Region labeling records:
— start —
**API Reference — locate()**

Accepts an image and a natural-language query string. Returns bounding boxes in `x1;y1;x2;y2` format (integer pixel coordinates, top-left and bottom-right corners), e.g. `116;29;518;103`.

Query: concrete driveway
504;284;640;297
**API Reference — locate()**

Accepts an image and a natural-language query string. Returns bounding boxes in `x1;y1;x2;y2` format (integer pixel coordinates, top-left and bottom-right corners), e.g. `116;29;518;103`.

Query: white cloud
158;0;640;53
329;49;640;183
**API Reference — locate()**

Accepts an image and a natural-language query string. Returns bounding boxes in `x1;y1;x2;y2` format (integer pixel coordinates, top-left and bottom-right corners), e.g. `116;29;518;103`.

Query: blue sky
— end —
■ **What is being asked**
Copy out the lines running from the start of the records through the line that contains "504;284;640;297", both ends included.

■ **Correct output**
**API Reference — locate()**

Accepts an image and a natural-language query string. Returns bounding boxes in `x1;y1;x2;y2` format (integer pixel coordinates, top-left and bottom-right corners), e.g. `116;29;518;103`.

Query: concrete driveway
504;284;640;297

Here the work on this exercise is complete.